* Records shown:
^^^^^^^^^^^^^^^^

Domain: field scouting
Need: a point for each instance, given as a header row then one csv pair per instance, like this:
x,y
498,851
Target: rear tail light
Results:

^^^^^^^^^^^^^^^^

* What you are asked to do:
Copy the lines above without changing anything.

* Expected answer:
Domain: field scouting
Need: a point for each instance, given as a header row then one csv pair per instance, like this:
x,y
498,851
Target: rear tail light
Results:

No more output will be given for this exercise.